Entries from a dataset

····················

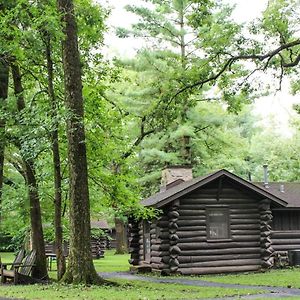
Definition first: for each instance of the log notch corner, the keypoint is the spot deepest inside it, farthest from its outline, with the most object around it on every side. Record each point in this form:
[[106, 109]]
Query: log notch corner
[[173, 237], [134, 247], [267, 252]]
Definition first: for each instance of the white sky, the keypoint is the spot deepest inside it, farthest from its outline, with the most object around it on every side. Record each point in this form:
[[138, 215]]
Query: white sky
[[274, 109]]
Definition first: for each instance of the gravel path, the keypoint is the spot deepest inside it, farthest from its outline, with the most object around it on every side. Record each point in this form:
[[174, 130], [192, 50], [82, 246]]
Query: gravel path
[[270, 292]]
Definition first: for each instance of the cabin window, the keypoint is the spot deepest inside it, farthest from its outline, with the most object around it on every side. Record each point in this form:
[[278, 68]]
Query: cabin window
[[286, 220], [217, 222]]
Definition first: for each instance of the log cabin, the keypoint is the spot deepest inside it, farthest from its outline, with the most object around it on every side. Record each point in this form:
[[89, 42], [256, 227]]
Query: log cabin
[[219, 223]]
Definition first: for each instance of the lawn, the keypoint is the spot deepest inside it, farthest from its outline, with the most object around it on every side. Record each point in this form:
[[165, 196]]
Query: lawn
[[134, 290]]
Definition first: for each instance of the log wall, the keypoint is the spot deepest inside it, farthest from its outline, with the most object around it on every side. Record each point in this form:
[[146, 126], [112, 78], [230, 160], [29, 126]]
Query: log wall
[[285, 240], [134, 238], [160, 243], [240, 252]]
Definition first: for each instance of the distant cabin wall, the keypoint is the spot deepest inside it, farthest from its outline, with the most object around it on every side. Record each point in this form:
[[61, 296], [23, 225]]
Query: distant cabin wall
[[240, 251], [286, 230], [134, 238]]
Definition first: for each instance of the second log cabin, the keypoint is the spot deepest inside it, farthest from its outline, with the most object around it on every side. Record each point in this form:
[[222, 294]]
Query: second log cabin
[[219, 223]]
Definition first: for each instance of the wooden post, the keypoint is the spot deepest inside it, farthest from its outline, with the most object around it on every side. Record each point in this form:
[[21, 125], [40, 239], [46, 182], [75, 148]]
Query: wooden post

····················

Given instruction: Could you rewrite all of the material, substituting "target point" for every "keypoint" and changing nothing else? Leave the pictures out of your answer.

Solution to this task:
Definition first: for each instance of the log notch corner, the target point is the spot deepest inside it, farthest from its outline, with the most object around it on every side. Record each point in this form:
[[106, 109]]
Query: log notch corner
[[173, 237], [134, 247], [267, 252]]
Definition first: for each instance of the white sky, the target point is the spot deepest inside it, farthest from its outline, with the most object around it on every side. Record each point in this form:
[[138, 215]]
Query: white sky
[[274, 109]]
Definition first: for each instance of the gravel path, the target point is the spot deepest inside it, farthest from its outline, with the most object around it on every side. Record each point in this form:
[[174, 130], [192, 50], [82, 246]]
Query: gravel path
[[270, 292]]
Definition first: for each instance of the cabin window, the target point is the spot deepest inside it, farthest from its outline, with the most object around it on every side. Record each point in this form:
[[278, 68]]
Query: cabin window
[[286, 220], [217, 222]]
Definition first: for each instance of the log cabin, the target point is the spot deepest inside it, farthest from its outline, with the most object around it on every side. Record each point in this form:
[[89, 42], [256, 227]]
Query: log cabin
[[219, 223]]
Definition first: for each instance of the lawn, the target point is the spot deepest inside it, farthest from its outline, with the most object around it on every side. Record each point in this form:
[[165, 196]]
Query: lawn
[[134, 290]]
Definition first: for each instance of the log wall, the target point is the spot deepest inside it, farthest from its outline, with the most object around it on every side. Record each point in this form:
[[146, 126], [112, 78], [230, 160], [29, 126]]
Query: log wall
[[285, 240], [134, 238], [160, 243], [240, 252]]
Definition first: for each instance of the distant cabin wall, the target point is the spot deepest inside it, farthest from its outline, with the most object around it on every side. Record each point in this form:
[[61, 296], [23, 225]]
Query: distant cabin wall
[[240, 251], [286, 230], [134, 238]]
Definition first: for each instance of the second log cabin, the target point is the spot deepest inside it, farthest from its outline, with the most object around it on every side. Record each point in this form:
[[222, 294]]
Query: second log cabin
[[219, 223]]
Definition first: for each instance of the wooden post, the target point is the spot deepest inside it, farthest from its outline, with the most object around it on every side. Record each point in this form:
[[21, 125], [40, 239], [46, 182], [75, 148]]
Query: wooden post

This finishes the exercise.